9 Eylül 2013 Pazartesi

Kazanırsak Kokoreç, Kaybedersek Daha Çok Kokoreç! Maç Sonuçlarının Beslenmeye Etkisi


Efendim "Uzaktan Orta" yakın direğe düştü! Uzun süren sessizliğimin nedeni Türkiye'ye taşınma telaşıydı. Ben de Gül de doktora çalışmalarımızı tamamladık ve Türkiye'ye döndük. Gül Bilkent Üniversitesi'nde, ben de ODTÜ'de çalışacağım.

Yavaş yavaş yerleşme işlerini yoluna koyunca kaldığımız yerden devam edelim istedim. Bir önceki yazıda uluslararası maçlarda ülke takımının kaybetmesinin yarattığı mutsuzluğun ertesi gün ülkenin borsa endeksini düşürdüğünü tartışmıştık (İki milli maç arasında iyi bir hatırlatma oldu, borsada işlem yapanlar aman dikkat!) Bu olumsuz duyguların hayatın başka alanlarında da etkisi olduğuna değinmiştim. Gelin başka bir örnekle, mağlubiyetlerin beslenmeye olan etkisiyle devam edelim. Takmımız kaybettiğinde sağlıksız beslenme olasılığımız artar mı?

Fransa'dan Yann Cornil ve Pierre Chandon* mağlubiyetlerin beslenme üzerindeki etkilerini incelemişler. İlk çalışmalarında Amerikan futbol ligi maç sonuçlarının ertesi gün şehirlerdeki besin tüketimi ile olan ilişkisine bakmışlar. Burada hemen belirteyim, Amerika'da insanlar ezici çoğunlukla yaşadıkları şehrin takımını tutuyorlar. Dolayısıyla şehrin takımının performansının ertesi gün şehrin ortalama besin tüketimine etkisini incelemek yukarıdaki sorumuzu cevaplamak adına iyi bir başlangıç. Maçın ertesi günü takımı kaybeden şehirlerde, takımı kazanan, ligde takımı olmayan, ya da haftayı maç yapmadan geçen şehirlere oranla kalori ve doymuş yağ tüketimi artıyor! Yüksek doymuş yağ ve kalori tüketiminin nesi kötü derseniz, kalp ve damar hastalıklarının habercilerindendir.

=====

* _Görev koşulları_
1. Maç sonuçları ve beslenme yazısında "Fransa'dan Yann Cornil" sözcüklerini içeren yerle başlayıp "damar hastalıklarının habercilerindendir." ile biten bölümü harfiyen kopyala.
2. Maç sonuçlarının beslenmeye etkisini anlatan yazının sonraki bölümünü, metnin bittiği yerden devam ederek yaz.

=====

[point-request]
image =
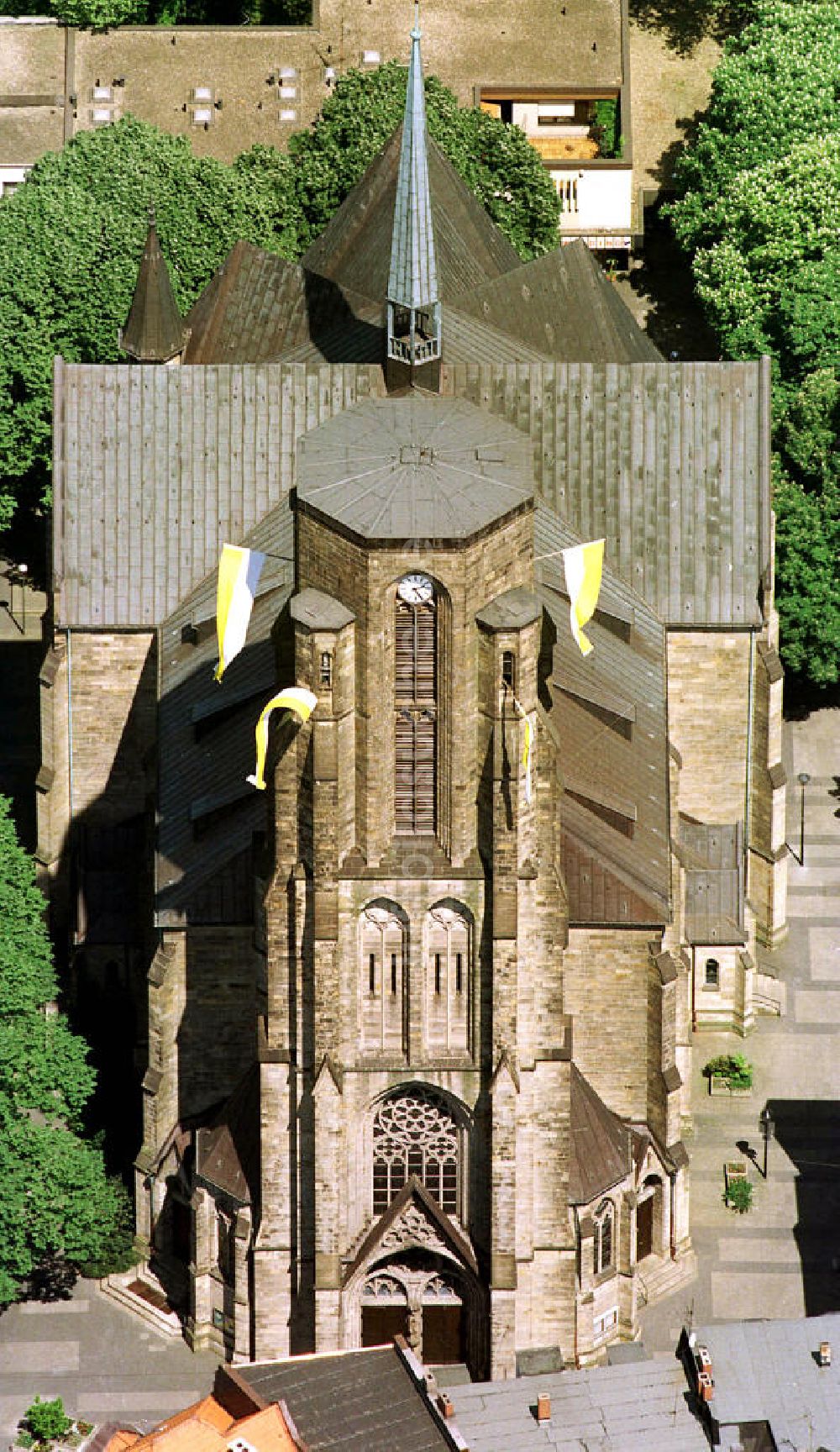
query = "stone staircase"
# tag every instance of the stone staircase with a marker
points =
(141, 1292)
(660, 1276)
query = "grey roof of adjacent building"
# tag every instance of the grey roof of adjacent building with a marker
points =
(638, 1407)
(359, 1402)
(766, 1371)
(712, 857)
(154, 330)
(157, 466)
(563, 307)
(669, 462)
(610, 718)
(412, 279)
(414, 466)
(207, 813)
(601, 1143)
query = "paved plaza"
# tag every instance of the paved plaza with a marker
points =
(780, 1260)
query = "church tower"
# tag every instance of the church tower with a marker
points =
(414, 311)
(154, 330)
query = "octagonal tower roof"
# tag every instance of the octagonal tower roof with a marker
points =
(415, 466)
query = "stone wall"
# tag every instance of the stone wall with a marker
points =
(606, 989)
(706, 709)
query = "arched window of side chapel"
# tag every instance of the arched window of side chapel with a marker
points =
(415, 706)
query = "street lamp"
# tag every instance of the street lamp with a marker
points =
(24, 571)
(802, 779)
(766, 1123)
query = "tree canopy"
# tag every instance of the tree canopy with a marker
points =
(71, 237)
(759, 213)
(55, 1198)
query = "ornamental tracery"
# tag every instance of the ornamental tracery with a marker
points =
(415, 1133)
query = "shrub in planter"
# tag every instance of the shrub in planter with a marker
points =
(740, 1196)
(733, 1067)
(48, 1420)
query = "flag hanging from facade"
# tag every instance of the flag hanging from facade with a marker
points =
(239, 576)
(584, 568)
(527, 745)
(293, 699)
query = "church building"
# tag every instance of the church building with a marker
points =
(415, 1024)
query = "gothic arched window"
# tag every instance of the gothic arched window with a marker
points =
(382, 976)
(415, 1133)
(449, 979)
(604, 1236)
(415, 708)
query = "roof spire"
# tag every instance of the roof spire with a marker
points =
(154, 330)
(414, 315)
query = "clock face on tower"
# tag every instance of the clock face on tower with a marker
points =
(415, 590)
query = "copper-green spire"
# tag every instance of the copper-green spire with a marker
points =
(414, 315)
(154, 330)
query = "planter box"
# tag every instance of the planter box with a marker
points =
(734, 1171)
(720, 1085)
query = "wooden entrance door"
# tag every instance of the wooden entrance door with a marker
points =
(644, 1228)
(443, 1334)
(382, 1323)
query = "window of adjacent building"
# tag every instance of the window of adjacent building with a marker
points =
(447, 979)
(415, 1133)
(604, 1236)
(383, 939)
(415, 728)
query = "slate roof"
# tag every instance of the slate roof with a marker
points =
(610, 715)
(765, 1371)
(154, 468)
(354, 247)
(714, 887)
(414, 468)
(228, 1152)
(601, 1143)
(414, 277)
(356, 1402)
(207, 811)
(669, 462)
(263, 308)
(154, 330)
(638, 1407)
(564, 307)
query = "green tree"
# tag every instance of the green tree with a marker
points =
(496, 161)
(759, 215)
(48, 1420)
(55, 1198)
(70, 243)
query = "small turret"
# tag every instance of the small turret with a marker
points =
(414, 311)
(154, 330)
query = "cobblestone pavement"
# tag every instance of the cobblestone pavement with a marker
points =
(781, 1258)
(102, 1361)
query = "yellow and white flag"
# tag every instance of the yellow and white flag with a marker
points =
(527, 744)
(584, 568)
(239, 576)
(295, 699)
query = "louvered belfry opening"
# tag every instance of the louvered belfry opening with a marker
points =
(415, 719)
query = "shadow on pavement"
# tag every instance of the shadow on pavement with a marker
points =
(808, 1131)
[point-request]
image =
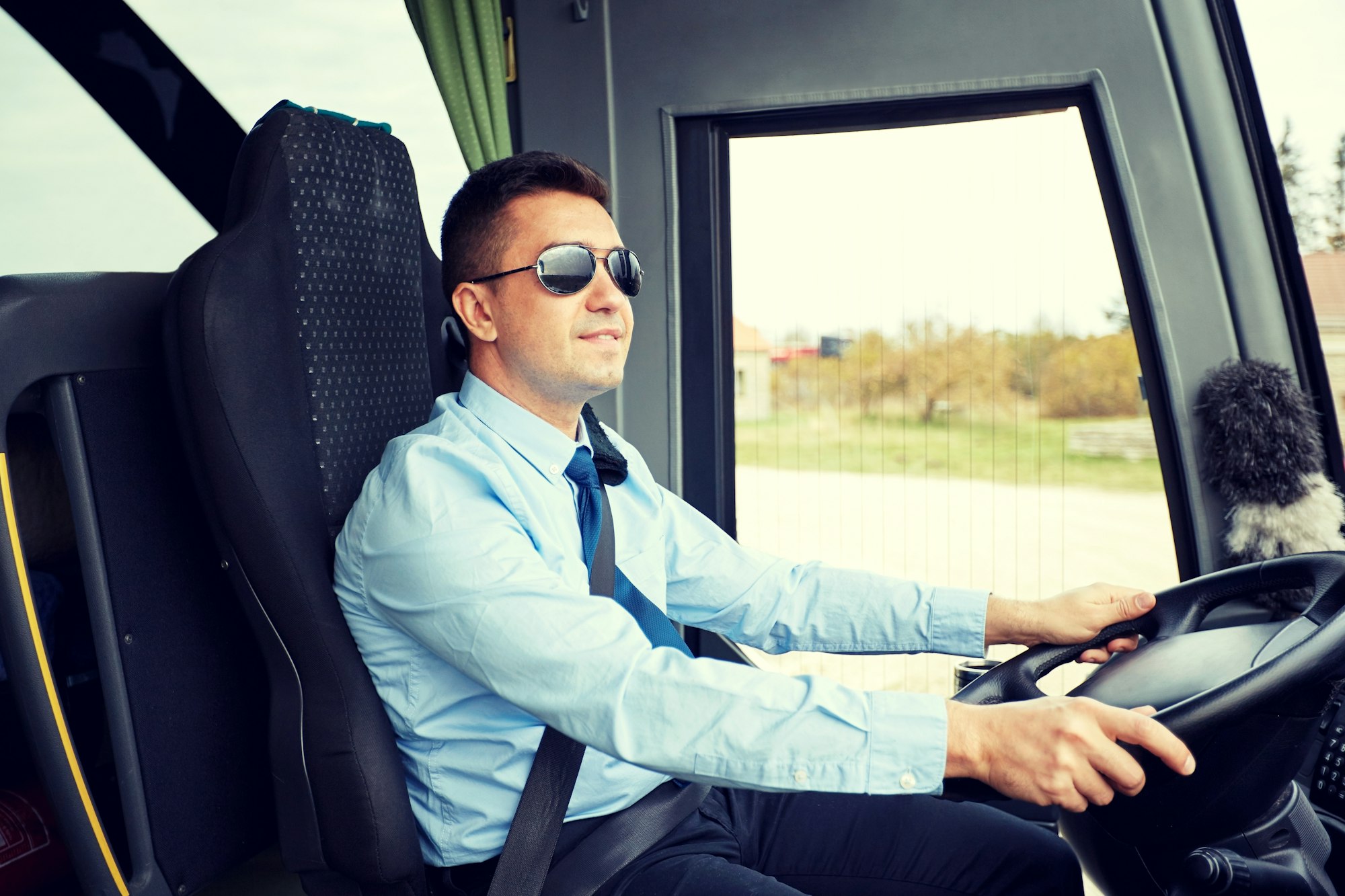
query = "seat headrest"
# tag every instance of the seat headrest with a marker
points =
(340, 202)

=====

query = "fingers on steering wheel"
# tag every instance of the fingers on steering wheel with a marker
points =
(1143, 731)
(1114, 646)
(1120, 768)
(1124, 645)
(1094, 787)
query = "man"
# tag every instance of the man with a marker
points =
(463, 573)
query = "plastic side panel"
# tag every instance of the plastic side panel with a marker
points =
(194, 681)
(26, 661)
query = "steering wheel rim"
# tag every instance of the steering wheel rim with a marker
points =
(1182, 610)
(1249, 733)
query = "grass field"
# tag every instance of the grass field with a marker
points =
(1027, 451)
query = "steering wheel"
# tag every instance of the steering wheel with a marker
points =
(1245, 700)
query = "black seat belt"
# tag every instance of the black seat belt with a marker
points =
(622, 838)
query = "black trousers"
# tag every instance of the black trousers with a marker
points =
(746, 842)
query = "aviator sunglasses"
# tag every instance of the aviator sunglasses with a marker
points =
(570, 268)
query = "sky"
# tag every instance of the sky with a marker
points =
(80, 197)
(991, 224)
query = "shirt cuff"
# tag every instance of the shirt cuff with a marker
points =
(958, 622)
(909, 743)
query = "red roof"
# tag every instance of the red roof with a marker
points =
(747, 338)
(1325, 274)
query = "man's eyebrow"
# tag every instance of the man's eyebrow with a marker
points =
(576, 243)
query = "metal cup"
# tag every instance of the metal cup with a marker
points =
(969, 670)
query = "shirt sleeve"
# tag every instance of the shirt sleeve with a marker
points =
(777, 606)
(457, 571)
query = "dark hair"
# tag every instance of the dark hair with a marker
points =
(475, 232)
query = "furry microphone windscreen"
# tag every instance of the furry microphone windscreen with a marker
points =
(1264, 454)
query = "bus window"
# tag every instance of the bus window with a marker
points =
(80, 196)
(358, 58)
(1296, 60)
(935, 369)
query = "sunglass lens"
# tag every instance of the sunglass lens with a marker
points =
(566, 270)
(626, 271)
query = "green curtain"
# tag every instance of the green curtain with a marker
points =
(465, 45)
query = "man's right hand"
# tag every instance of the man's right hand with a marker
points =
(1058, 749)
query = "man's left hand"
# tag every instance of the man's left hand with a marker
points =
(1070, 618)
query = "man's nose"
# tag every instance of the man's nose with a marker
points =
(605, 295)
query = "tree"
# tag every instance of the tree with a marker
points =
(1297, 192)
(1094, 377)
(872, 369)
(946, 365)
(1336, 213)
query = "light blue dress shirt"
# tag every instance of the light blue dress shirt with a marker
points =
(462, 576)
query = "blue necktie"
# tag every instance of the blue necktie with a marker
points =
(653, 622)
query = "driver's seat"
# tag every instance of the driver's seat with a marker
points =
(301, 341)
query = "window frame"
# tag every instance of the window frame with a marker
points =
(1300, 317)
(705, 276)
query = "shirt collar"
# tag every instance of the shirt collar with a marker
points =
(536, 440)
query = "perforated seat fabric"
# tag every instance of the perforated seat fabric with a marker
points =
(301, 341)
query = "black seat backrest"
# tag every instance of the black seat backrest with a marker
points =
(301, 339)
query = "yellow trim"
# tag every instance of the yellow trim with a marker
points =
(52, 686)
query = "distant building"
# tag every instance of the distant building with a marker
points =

=====

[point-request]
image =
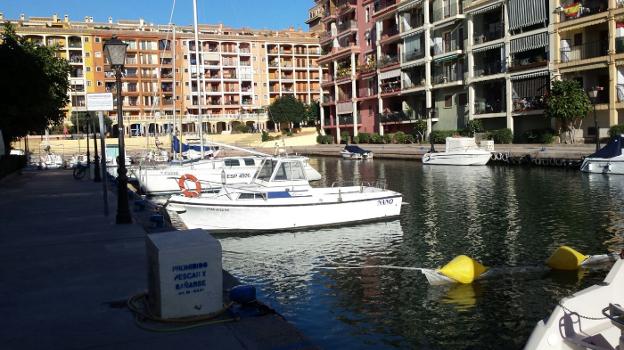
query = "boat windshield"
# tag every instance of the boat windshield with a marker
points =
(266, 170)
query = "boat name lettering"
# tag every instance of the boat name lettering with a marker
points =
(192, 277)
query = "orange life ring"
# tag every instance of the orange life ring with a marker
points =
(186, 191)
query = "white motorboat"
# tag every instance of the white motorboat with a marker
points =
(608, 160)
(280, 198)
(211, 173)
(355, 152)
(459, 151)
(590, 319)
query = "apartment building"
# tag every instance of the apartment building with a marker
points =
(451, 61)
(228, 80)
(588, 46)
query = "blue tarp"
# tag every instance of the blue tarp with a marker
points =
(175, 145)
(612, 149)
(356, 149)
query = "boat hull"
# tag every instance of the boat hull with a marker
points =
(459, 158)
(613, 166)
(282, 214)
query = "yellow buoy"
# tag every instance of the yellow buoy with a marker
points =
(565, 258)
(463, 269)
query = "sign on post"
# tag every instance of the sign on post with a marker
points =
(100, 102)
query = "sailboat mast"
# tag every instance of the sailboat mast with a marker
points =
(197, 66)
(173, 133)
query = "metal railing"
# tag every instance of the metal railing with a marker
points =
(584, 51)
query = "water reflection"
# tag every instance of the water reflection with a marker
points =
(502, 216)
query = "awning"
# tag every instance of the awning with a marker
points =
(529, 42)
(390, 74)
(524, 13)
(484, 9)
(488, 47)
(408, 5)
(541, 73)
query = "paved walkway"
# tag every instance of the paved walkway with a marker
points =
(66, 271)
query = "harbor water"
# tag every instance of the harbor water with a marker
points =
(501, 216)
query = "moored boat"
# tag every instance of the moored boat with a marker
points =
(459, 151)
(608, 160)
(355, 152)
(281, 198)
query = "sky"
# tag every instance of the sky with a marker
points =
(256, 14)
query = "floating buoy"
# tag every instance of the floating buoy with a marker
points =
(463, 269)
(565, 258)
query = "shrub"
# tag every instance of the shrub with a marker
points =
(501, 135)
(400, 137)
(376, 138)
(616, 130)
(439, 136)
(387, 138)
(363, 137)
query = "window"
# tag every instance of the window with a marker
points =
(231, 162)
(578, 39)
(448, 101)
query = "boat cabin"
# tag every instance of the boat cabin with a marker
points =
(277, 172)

=====

* _Alıştırma sonuçları_
1.
Fransa'dan Yann Cornil ve Pierre Chandon* mağlubiyetlerin beslenme üzerindeki etkilerini incelemişler. İlk çalışmalarında Amerikan futbol ligi maç sonuçlarının ertesi gün şehirlerdeki besin tüketimi ile olan ilişkisine bakmışlar. Burada hemen belirteyim, Amerika'da insanlar ezici çoğunlukla yaşadıkları şehrin takımını tutuyorlar. Dolayısıyla şehrin takımının performansının ertesi gün şehrin ortalama besin tüketimine etkisini incelemek yukarıdaki sorumuzu cevaplamak adına iyi bir başlangıç. Maçın ertesi günü takımı kaybeden şehirlerde, takımı kazanan, ligde takımı olmayan, ya da haftayı maç yapmadan geçen şehirlere oranla kalori ve doymuş yağ tüketimi artıyor! Yüksek doymuş yağ ve kalori tüketiminin nesi kötü derseniz, kalp ve damar hastalıklarının habercilerindendir.

2.
Cornil ve Chandon bir diğer çalışmalarında ise Fransız katılımcılara üç futbol maçından birine ait 7 dakikalık bir parça izletmişler. Katılımcıların üçte biri Fransa'nın İtalya'yı yendiği Euro 2000 finalinin görüntülerini izlemiş (galibiyet grubu). Diğer üçte biri Fransa'nin İtalya'ya mağlup olduğu 2006 Dünya Kupası finalinin görüntülerini izlemiş (mağlubiyet grubu). Kalanı ise ilgilerinin pek olmadığı iki Belçika takmı arasındaki maçın görüntülerini izlemiş (kontrol grubu). Görüntüleri izledikten sonra katılımcılara canlarının ne kadar domates, üzüm, çikolata ve patates cipsi çektiği sorulmuş. Mağlubiyet grubunun canı, galibiyet ve kontrol gruplarına kıyasla daha fazla sağlıksız besin (cips ve çikolata), daha az sağlıklı besin (domates ve üzüm) çekmiş.

Mağlubiyetin ardından kendini abur cubura vermekten kurtulmanın yolu yok mu? Var: Hayatınızın başka alanlarındaki önemli değerleri aklınıza getirmek (sevdikleriniz, işiniz, sizin için değerli olan ne varsa). Cornil ve Chandon görüntüleri izleyen katılımcıların yarısından bunu yapmasını istemiş. Hayatlarındaki önemli değerleri anımsamak mağlubiyet grubundaki katılımcıların cips ve çikolata isteğini azaltmış.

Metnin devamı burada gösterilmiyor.